= ROWS =
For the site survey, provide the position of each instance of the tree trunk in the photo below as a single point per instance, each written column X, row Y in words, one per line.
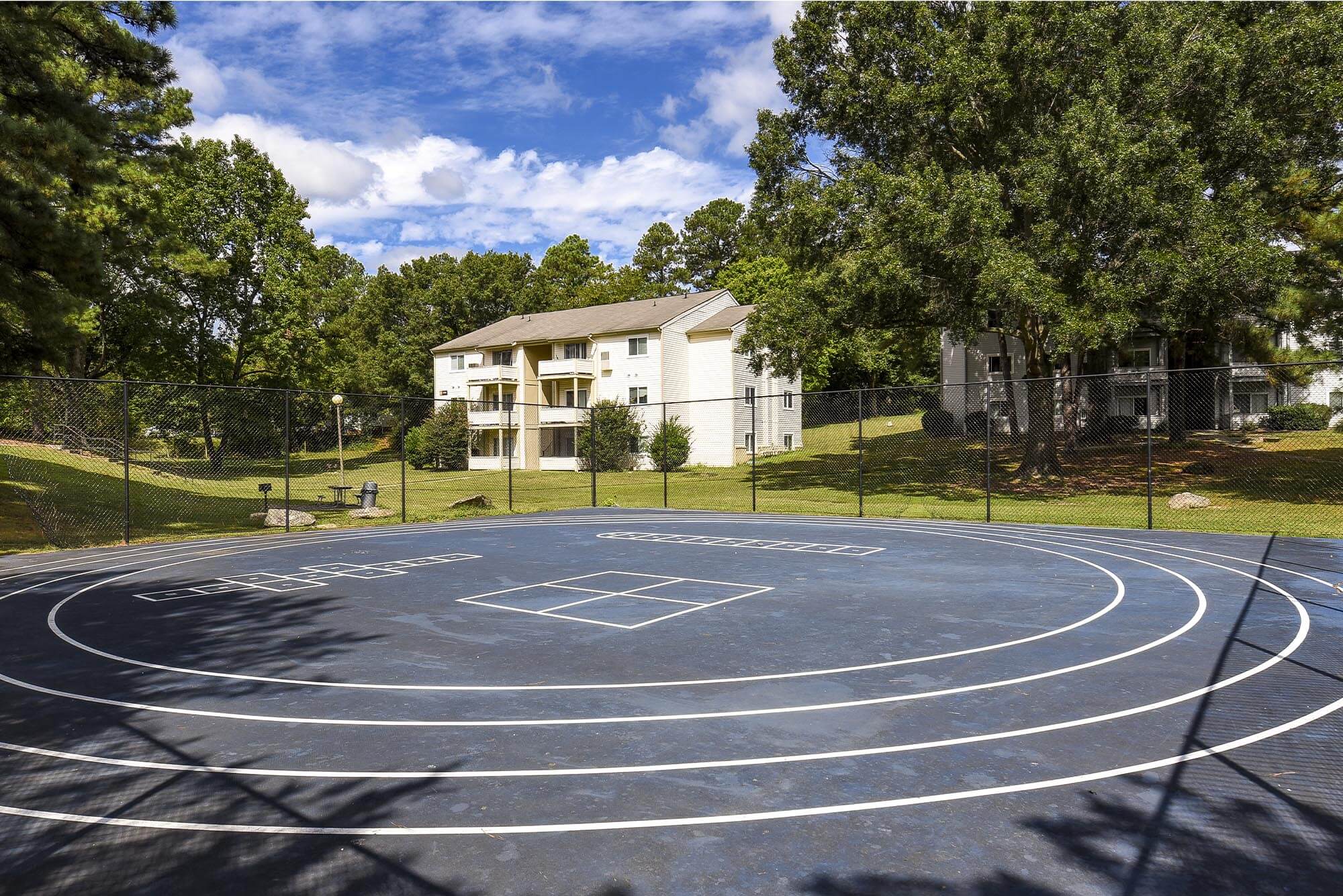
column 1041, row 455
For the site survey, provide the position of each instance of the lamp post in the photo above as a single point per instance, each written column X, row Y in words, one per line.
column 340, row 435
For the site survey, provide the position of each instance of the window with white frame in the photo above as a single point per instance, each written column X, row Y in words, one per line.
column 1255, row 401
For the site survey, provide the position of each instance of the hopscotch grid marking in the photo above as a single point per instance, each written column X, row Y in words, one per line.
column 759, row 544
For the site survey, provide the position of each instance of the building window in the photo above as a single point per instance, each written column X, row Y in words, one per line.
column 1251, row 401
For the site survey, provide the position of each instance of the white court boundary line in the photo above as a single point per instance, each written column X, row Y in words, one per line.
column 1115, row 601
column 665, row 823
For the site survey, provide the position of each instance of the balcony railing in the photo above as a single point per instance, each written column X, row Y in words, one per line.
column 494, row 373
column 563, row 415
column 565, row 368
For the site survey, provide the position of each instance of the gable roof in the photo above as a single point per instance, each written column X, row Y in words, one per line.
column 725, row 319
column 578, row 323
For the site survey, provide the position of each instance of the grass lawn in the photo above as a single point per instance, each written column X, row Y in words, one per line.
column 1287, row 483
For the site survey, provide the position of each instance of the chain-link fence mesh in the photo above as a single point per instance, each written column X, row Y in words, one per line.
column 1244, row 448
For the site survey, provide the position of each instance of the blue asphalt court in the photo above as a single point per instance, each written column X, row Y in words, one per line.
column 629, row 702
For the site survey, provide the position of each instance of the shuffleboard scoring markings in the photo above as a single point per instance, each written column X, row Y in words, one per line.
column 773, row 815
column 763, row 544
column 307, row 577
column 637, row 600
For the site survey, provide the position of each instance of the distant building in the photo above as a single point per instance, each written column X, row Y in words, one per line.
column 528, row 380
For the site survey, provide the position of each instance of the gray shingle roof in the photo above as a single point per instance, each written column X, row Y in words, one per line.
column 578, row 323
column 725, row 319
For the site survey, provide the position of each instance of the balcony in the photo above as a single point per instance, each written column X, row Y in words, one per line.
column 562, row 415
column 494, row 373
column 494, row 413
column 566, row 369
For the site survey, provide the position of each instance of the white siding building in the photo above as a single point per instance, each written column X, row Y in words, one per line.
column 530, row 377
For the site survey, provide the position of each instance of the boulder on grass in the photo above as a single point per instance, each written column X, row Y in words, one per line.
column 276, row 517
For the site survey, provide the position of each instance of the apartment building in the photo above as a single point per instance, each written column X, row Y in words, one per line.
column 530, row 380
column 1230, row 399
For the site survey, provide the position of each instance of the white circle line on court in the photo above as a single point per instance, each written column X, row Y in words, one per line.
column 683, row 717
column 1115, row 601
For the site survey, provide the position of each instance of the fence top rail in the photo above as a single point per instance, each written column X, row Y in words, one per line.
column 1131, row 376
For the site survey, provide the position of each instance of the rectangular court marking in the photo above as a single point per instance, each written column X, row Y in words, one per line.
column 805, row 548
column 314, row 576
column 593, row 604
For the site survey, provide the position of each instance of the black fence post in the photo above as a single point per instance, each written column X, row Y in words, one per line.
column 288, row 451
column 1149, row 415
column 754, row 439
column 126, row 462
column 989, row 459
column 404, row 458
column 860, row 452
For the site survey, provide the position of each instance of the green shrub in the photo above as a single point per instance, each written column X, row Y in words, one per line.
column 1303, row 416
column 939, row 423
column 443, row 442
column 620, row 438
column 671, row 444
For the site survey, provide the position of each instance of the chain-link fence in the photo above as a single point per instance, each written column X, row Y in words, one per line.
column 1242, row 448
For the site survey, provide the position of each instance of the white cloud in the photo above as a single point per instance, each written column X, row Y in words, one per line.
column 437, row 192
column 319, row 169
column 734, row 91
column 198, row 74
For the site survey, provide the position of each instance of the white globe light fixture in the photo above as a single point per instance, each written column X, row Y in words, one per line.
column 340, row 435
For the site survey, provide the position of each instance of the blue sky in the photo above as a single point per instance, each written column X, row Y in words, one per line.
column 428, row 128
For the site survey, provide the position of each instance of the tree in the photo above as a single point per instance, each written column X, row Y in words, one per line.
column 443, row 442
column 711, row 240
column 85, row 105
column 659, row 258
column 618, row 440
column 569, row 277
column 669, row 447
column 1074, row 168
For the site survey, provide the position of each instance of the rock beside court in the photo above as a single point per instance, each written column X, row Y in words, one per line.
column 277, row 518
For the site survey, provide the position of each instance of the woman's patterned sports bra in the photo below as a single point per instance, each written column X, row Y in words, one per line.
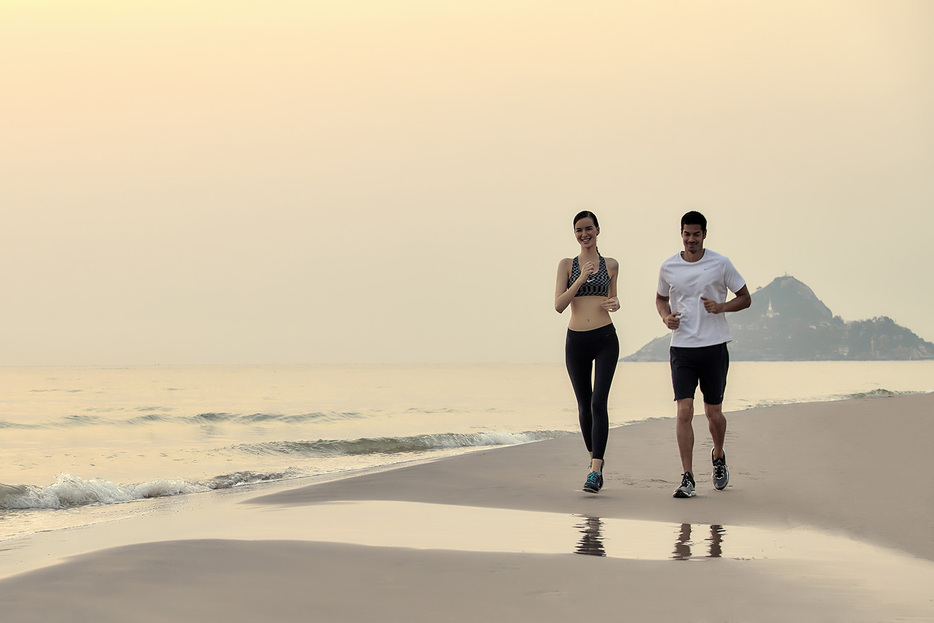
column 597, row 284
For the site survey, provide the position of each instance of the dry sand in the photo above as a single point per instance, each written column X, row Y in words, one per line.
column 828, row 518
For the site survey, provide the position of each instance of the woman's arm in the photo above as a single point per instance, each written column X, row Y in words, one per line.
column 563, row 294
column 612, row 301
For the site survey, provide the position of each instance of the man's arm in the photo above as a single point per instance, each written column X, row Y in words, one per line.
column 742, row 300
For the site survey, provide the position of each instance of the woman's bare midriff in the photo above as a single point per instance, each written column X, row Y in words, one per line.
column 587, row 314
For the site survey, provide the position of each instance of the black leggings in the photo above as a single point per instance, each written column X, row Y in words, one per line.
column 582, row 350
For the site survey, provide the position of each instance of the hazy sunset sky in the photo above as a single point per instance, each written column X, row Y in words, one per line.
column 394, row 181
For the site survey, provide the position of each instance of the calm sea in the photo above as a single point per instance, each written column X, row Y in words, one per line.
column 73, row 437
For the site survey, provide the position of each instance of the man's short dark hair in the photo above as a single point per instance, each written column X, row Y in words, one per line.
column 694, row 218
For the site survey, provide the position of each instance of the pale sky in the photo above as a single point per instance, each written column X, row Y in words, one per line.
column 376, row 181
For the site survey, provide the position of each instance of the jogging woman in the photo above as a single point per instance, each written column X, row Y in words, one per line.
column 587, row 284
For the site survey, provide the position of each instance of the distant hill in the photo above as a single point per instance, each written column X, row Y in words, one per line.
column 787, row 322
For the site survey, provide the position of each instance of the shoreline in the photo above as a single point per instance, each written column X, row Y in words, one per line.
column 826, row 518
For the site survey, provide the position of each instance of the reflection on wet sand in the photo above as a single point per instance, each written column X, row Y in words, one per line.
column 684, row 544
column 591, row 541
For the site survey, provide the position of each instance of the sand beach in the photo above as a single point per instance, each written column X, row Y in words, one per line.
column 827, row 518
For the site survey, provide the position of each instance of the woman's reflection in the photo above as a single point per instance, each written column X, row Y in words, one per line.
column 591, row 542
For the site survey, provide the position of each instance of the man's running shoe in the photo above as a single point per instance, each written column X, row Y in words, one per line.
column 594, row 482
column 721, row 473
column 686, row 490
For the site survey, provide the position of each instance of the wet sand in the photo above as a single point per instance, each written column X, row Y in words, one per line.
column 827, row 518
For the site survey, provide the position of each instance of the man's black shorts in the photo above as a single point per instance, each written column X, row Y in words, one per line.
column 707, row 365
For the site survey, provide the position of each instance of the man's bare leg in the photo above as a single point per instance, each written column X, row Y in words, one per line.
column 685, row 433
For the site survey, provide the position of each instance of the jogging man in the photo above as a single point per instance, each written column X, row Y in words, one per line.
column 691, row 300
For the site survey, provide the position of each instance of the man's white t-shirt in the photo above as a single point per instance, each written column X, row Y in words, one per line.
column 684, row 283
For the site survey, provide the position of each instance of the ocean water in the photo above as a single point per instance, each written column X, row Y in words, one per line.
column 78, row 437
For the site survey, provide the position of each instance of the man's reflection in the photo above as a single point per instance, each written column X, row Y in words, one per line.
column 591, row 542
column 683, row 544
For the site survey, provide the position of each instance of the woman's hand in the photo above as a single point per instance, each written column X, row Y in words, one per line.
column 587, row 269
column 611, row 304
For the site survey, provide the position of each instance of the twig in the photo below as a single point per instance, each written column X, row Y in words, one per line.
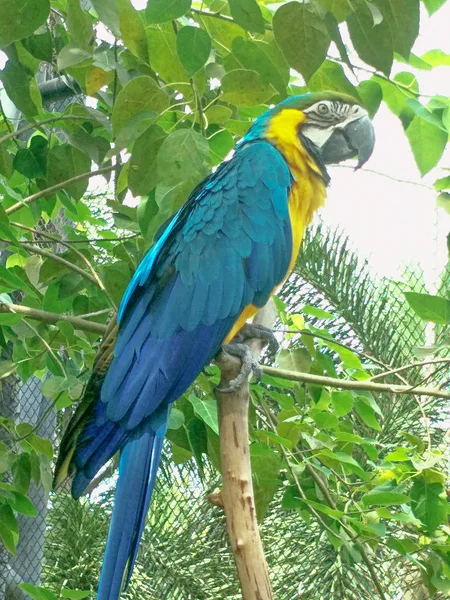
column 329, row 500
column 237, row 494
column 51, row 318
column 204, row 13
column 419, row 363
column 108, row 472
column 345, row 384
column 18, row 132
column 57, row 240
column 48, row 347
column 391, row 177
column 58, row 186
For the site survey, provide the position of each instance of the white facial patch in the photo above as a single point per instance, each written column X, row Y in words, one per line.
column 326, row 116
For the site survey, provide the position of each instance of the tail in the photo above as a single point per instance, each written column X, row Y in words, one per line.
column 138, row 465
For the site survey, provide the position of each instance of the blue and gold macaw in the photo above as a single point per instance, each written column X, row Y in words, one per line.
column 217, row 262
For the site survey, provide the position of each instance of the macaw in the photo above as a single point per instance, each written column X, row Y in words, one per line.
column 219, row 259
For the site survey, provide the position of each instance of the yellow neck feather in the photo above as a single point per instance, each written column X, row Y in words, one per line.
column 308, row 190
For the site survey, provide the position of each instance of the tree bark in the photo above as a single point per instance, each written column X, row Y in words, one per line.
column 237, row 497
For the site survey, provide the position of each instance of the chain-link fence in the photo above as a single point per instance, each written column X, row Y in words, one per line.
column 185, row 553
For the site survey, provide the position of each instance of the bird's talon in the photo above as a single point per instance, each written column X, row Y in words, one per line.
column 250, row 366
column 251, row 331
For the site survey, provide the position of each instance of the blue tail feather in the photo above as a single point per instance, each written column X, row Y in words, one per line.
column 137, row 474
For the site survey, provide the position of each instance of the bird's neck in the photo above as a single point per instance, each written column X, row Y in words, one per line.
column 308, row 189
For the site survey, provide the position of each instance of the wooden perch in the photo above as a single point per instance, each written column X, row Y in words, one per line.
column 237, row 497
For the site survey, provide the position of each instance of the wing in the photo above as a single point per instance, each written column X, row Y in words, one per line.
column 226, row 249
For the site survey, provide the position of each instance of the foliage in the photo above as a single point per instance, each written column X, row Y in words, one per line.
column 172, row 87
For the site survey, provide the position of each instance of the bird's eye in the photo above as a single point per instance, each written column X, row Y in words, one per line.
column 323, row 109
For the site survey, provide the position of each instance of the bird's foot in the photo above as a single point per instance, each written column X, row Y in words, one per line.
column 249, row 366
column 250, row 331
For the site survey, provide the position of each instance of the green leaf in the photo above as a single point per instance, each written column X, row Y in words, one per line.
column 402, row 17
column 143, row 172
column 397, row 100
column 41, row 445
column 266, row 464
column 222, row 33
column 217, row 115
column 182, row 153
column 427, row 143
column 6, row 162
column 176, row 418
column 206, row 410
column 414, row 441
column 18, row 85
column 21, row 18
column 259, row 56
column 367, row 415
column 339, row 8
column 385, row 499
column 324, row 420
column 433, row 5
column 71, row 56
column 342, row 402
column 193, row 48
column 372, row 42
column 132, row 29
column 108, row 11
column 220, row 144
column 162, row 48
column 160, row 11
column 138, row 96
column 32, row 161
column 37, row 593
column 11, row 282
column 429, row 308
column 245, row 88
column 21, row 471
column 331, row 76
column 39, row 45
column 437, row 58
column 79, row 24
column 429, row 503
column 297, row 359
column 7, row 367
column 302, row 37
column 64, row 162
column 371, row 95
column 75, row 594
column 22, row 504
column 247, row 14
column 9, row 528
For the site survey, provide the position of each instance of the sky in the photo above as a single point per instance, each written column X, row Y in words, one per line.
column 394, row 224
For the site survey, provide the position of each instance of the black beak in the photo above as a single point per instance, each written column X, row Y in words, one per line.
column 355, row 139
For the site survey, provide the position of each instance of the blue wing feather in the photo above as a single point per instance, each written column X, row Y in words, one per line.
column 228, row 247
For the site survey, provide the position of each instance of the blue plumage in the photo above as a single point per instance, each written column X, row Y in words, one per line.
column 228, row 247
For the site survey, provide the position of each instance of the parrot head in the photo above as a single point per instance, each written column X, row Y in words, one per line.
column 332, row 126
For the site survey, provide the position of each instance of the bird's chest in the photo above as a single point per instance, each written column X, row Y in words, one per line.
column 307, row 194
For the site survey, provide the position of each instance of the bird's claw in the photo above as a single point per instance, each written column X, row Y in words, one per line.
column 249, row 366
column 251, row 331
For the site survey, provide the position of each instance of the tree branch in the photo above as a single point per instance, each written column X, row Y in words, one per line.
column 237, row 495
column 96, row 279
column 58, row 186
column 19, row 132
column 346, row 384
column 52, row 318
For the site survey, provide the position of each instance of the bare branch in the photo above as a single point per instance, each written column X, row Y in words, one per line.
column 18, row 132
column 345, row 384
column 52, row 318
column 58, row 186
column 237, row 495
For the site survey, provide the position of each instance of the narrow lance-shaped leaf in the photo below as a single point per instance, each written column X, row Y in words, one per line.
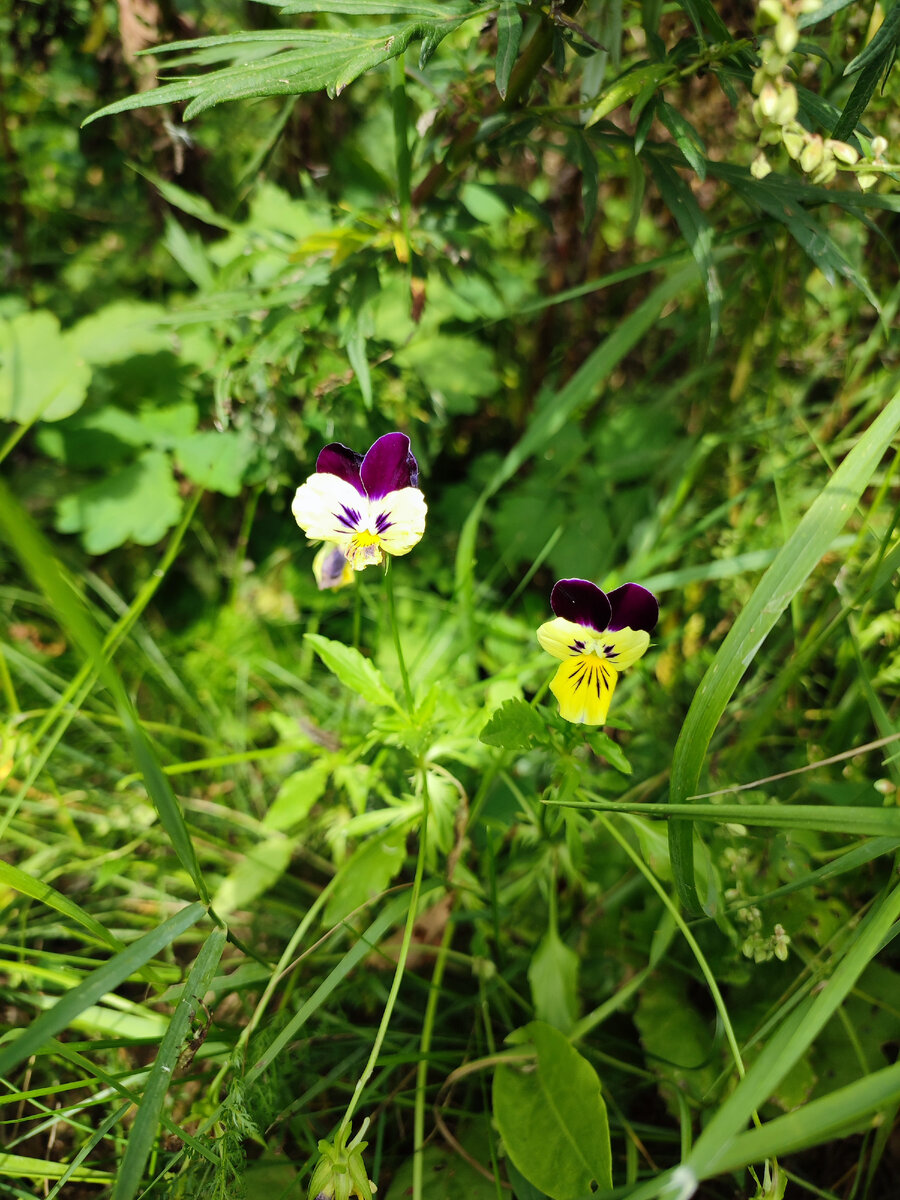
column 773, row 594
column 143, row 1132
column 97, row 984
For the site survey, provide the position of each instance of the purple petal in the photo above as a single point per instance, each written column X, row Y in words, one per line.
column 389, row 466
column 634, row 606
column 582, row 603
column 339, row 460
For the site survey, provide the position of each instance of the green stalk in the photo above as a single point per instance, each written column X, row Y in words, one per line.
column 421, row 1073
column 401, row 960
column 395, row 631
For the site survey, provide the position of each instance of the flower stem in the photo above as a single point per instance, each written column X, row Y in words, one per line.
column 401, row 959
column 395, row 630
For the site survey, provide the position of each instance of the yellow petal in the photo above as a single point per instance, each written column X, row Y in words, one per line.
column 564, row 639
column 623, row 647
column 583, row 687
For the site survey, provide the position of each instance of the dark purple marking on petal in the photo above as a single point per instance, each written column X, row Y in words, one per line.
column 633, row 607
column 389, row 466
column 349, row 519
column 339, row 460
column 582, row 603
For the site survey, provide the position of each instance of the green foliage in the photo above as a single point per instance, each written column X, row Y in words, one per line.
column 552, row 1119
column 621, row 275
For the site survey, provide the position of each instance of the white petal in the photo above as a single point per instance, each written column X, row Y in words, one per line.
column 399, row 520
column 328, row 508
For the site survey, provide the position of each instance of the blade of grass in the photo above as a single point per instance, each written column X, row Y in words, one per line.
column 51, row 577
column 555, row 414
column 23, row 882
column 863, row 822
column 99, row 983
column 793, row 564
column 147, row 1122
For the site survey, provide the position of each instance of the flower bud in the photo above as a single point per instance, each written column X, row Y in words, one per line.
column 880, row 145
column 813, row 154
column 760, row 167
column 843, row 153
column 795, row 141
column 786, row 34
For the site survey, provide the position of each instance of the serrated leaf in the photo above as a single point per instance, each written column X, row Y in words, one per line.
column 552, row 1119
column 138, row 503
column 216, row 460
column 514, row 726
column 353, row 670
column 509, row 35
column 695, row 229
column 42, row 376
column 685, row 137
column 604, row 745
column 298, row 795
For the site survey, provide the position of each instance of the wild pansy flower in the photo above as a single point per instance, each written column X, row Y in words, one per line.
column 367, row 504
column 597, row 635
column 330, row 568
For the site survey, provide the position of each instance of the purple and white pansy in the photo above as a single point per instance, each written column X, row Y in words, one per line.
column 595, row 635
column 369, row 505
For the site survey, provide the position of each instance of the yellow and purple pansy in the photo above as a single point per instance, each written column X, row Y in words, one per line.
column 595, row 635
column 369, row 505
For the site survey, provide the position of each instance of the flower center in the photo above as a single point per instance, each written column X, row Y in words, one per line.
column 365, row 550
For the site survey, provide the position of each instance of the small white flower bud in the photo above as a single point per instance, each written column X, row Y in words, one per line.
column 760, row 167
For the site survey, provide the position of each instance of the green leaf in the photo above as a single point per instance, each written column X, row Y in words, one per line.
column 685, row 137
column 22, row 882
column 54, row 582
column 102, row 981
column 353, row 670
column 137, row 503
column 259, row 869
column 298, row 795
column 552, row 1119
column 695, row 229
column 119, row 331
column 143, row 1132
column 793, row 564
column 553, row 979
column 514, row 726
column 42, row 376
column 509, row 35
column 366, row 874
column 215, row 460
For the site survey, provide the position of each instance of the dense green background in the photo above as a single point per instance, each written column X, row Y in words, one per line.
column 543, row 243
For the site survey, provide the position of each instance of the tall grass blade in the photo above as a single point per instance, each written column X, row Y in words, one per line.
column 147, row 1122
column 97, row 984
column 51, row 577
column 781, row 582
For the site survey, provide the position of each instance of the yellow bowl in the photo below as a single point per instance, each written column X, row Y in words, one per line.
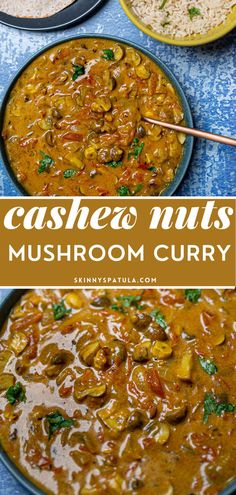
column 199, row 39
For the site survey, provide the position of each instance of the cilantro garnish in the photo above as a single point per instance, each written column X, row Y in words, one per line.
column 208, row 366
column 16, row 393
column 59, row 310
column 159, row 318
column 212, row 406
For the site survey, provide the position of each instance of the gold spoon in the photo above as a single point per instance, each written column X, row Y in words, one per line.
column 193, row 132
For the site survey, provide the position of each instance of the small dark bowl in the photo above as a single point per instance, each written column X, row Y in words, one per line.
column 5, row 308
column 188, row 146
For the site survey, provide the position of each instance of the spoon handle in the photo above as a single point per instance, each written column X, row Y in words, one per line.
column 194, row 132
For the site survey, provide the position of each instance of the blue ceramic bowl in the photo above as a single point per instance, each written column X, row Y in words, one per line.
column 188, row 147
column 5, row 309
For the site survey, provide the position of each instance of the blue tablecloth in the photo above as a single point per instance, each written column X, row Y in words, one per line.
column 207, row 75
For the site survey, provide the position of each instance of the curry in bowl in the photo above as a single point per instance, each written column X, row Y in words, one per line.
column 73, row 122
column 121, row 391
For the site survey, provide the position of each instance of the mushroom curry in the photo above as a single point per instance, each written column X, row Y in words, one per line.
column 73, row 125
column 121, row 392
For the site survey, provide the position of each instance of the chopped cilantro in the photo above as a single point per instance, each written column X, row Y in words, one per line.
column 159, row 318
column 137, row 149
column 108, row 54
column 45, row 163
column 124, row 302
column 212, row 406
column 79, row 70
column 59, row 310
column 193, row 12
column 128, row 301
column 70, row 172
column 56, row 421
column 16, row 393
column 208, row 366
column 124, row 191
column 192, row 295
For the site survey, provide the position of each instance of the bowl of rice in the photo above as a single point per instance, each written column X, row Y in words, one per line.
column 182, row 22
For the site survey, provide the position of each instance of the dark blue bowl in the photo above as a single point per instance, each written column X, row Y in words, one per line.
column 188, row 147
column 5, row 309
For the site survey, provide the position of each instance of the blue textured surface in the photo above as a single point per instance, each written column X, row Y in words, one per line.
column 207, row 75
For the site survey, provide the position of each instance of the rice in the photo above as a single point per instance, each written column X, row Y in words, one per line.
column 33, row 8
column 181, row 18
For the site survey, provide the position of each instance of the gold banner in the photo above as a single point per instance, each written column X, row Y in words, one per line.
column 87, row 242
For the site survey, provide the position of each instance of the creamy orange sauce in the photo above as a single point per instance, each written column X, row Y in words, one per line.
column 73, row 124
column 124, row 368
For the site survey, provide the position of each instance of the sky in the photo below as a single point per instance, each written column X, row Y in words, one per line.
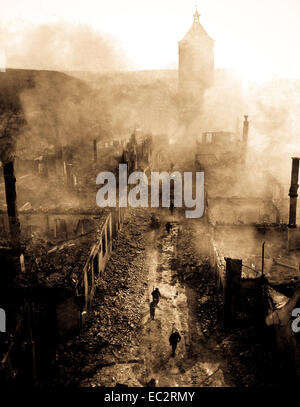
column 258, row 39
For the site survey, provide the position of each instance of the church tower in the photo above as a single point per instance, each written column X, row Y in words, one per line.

= REQUIRED TASK =
Can you reproduce the stretch of the data from the line containing "the dark purple" through the line containing "column 328, row 508", with both of those lines included and nothing altered?

= FINAL ANSWER =
For the site survey, provide the position of each instance of the dark purple marking on petal in the photo above as a single point per instance, each written column X, row Y in words, one per line.
column 633, row 607
column 389, row 466
column 349, row 519
column 339, row 460
column 582, row 603
For the site survey, provide the position of each instance of the green foliage in the photo above as a single point per instance, each written column X, row Y in words, one per line.
column 552, row 1119
column 621, row 275
For the site survey, provide the position of each instance of the white petal in the photo above as a single point per instance, each written column X, row Y in words, one per line.
column 399, row 520
column 328, row 508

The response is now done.